→ **Records to process**:
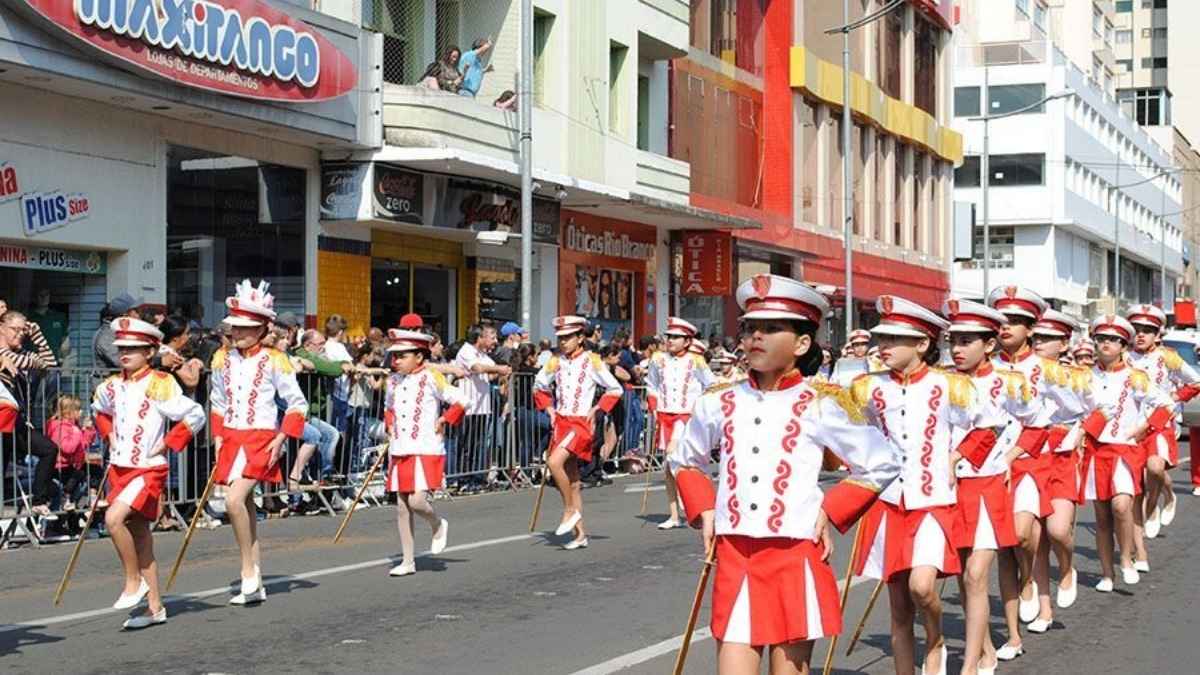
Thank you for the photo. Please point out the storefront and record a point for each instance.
(606, 273)
(173, 175)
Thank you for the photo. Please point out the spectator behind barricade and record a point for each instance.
(335, 350)
(25, 354)
(72, 435)
(507, 101)
(102, 344)
(472, 67)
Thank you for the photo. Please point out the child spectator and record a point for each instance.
(64, 428)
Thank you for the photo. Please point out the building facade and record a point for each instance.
(1075, 185)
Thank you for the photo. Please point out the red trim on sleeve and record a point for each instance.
(179, 436)
(1093, 425)
(293, 425)
(1159, 418)
(103, 424)
(977, 446)
(1186, 393)
(454, 414)
(1032, 440)
(846, 502)
(696, 491)
(609, 401)
(7, 419)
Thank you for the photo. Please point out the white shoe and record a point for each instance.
(129, 601)
(145, 620)
(569, 524)
(1030, 609)
(940, 670)
(1153, 525)
(252, 584)
(1169, 512)
(1067, 597)
(1039, 626)
(1129, 575)
(441, 537)
(252, 598)
(1008, 652)
(403, 569)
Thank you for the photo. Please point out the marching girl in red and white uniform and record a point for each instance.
(767, 518)
(985, 505)
(675, 380)
(574, 376)
(1128, 407)
(413, 416)
(913, 533)
(1170, 372)
(133, 412)
(245, 383)
(1056, 399)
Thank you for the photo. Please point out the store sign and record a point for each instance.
(484, 208)
(239, 47)
(57, 260)
(397, 195)
(606, 243)
(707, 263)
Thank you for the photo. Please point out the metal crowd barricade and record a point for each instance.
(498, 449)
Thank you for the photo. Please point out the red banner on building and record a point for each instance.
(707, 263)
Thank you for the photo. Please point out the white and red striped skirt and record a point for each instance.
(773, 591)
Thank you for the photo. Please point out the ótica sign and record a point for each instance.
(238, 47)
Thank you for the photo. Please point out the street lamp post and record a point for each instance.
(984, 167)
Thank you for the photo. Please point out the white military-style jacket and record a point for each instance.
(244, 389)
(673, 384)
(919, 413)
(771, 452)
(137, 411)
(412, 408)
(574, 382)
(1126, 401)
(1012, 399)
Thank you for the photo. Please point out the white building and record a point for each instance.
(1056, 222)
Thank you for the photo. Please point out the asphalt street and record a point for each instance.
(501, 599)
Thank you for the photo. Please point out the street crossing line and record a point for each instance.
(664, 647)
(275, 581)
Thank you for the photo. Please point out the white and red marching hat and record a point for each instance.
(677, 326)
(967, 316)
(906, 318)
(250, 305)
(767, 296)
(858, 336)
(1113, 324)
(569, 324)
(408, 340)
(1056, 324)
(136, 333)
(1147, 315)
(1017, 300)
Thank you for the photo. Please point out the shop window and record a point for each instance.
(966, 101)
(231, 219)
(1008, 97)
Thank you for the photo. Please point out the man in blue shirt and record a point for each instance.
(472, 67)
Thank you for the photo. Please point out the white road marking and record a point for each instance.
(664, 647)
(276, 581)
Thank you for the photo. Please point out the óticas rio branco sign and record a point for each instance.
(239, 47)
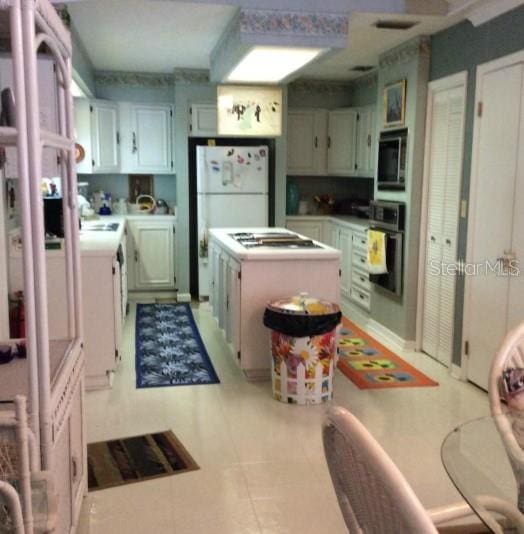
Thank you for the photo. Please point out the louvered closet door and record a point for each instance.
(445, 174)
(495, 302)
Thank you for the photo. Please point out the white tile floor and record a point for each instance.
(262, 467)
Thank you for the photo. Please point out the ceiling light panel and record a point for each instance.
(271, 64)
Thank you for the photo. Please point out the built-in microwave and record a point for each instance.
(392, 158)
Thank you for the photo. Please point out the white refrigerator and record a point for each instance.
(232, 191)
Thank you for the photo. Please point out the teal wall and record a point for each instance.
(464, 47)
(117, 184)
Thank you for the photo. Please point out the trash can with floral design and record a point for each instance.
(303, 348)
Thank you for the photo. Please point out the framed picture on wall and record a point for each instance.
(395, 103)
(249, 110)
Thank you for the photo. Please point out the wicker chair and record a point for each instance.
(372, 493)
(28, 504)
(510, 355)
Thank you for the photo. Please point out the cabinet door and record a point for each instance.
(344, 240)
(341, 141)
(365, 159)
(203, 120)
(306, 142)
(104, 137)
(151, 138)
(47, 101)
(312, 229)
(153, 255)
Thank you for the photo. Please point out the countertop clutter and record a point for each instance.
(97, 238)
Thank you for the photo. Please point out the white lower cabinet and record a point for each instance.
(103, 307)
(151, 254)
(360, 292)
(351, 239)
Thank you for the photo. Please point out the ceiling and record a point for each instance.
(158, 36)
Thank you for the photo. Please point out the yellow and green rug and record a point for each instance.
(370, 365)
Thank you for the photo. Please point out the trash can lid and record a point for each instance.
(303, 304)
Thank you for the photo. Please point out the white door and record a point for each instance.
(151, 138)
(105, 137)
(203, 120)
(307, 141)
(495, 303)
(154, 255)
(365, 134)
(47, 101)
(445, 131)
(232, 169)
(341, 141)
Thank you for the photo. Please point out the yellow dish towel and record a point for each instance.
(377, 252)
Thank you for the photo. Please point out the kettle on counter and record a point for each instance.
(161, 207)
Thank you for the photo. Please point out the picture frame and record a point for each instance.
(395, 103)
(247, 110)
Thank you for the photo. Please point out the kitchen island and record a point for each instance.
(245, 274)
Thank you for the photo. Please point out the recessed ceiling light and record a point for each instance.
(271, 64)
(395, 24)
(362, 68)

→ **Task statement**:
The records above need to be reproduced exactly, with all images omitted.

→ **Solution for this exercise**:
Thank you for the photo. Please point out the storefront and record a point for each instance.
(606, 273)
(173, 175)
Thank you for the photo. Please point out the spectator behind barricade and record a point for each instance.
(335, 350)
(25, 354)
(72, 435)
(507, 101)
(102, 344)
(472, 67)
Thank you for the photo. Please point out the child spectator and record a point for each instance.
(64, 428)
Thank you for the photo. Please point out the building facade and record a point for each instance.
(1075, 185)
Thank you for the photo. Please point out the red trim on sleeve and record a point for each instance.
(179, 436)
(1093, 425)
(293, 425)
(1159, 418)
(103, 424)
(977, 446)
(1186, 393)
(454, 414)
(1032, 440)
(846, 502)
(696, 491)
(609, 401)
(7, 419)
Thank you for the photo. Please point out the white shoe and record a point for each instance.
(129, 601)
(145, 620)
(569, 524)
(1030, 609)
(940, 670)
(1153, 525)
(252, 584)
(1169, 512)
(1067, 597)
(1039, 626)
(1129, 575)
(441, 537)
(252, 598)
(1008, 652)
(403, 569)
Thank you for the photo. Please point out the marching girl in red and white uniform and record a point for each instance.
(767, 518)
(985, 505)
(675, 380)
(574, 376)
(1128, 407)
(413, 416)
(913, 533)
(1170, 372)
(133, 412)
(245, 383)
(1056, 399)
Thank you for the photo. Please point out the store sign and record a point for each instance.
(484, 208)
(239, 47)
(57, 260)
(397, 195)
(606, 243)
(707, 263)
Thank you for the photo. Please point out the metal crowd barricade and record a point for each instance.
(498, 449)
Thank you for the photo. Please point out the red banner on building and record a point for each instance.
(707, 263)
Thank you for the photo. Please point out the white and red striped skirt and record a point for each instance.
(773, 591)
Thank you for the photo. Please point out the ótica sign and record a point for each instance.
(238, 47)
Thank you for the photo. Please point out the street lamp post and record a point for each instance.
(984, 167)
Thank you for the photo. Please point out the white military-style jacket and record a point for each instance.
(244, 389)
(673, 384)
(919, 413)
(771, 452)
(137, 411)
(412, 408)
(574, 382)
(1126, 401)
(1012, 399)
Thank you for the photo. Please point out the white building and record a point for each instance.
(1056, 222)
Thank you for the photo. Please point out the asphalt street and record a point for each instance.
(501, 599)
Thank you for the photo. Please point out the street crossing line and record a point for each instance.
(664, 647)
(275, 581)
Thank you for the photo. Please point out the white and red marching hat and record a point for each instance.
(677, 326)
(967, 316)
(906, 318)
(250, 305)
(767, 296)
(858, 336)
(1113, 324)
(569, 324)
(408, 340)
(1056, 324)
(136, 333)
(1147, 315)
(1017, 300)
Thank you for the photo. Please point out the shop window and record a point for each instance.
(966, 101)
(231, 219)
(1008, 97)
Thank you for the photo. Please point out the man in blue shirt and record a point for each instance.
(472, 67)
Thank you for the photo. Please point out the white road marking and record a point for each instance.
(664, 647)
(276, 581)
Thank you for the photo. Please point out the óticas rio branco sign and record a point for each instance.
(239, 47)
Thank you for the photo. Please point out the louvered closet door and record a point for each instance.
(445, 174)
(495, 302)
Thank you for the photo. Please point out the white tile floor and record a point for each instance.
(262, 467)
Thank you for the photo. Please point out the ceiling light panel and record a point for each instance.
(271, 64)
Thank you for the photo. Please point out the built-in microwave and record a point for each instance.
(392, 158)
Thank you for the photo. Please point out the white refrigerator and record a point for each instance.
(232, 191)
Thank you for the photo. Please point out the teal wall and record a point for each instance.
(464, 47)
(117, 184)
Thank you for the photo. Please point out the trash can with floral design and record a point for each instance.
(303, 348)
Thank you for the photo. Please point out the framed picture on wall and record a point for each instance.
(395, 103)
(249, 110)
Thank you for the photo. Please point out the wicker chair and record a point for each instance.
(372, 493)
(28, 504)
(510, 355)
Thank you for the photo. Please point out the cabinet door and record a point for each instance.
(344, 240)
(341, 141)
(365, 159)
(203, 120)
(306, 142)
(104, 137)
(151, 138)
(47, 101)
(312, 229)
(153, 255)
Thank you for the photo. Please point out the countertop clutter and record a point for each instance.
(97, 238)
Thank you for the photo. Please point out the white lower cabinet and record a point for each instance.
(103, 307)
(151, 254)
(360, 292)
(351, 239)
Thank you for the photo. Please point out the ceiling and record a point for each instance.
(158, 36)
Thank you for the photo. Please point out the yellow and green rug and record a point for each instance.
(370, 365)
Thank you for the photo. Please point out the trash can lid and record a point for each instance.
(303, 304)
Thank you for the photo. Please point out the white door and record a point for each instance.
(151, 138)
(105, 137)
(203, 120)
(307, 141)
(495, 303)
(154, 255)
(365, 134)
(47, 101)
(445, 131)
(232, 169)
(341, 141)
Thank you for the photo. Please point out the yellow dish towel and record a point for each instance.
(377, 252)
Thank you for the photo. Please point out the kettle on counter and record a point for each instance.
(161, 207)
Thank you for the photo. Please point out the picture frame and record a point for each instance.
(395, 103)
(247, 110)
Thank you for the photo. Please point out the kitchen island and record a point for each instance.
(245, 274)
Thank you for the photo. Please point out the recessed ceiling light and record a point for each instance.
(271, 64)
(395, 24)
(362, 68)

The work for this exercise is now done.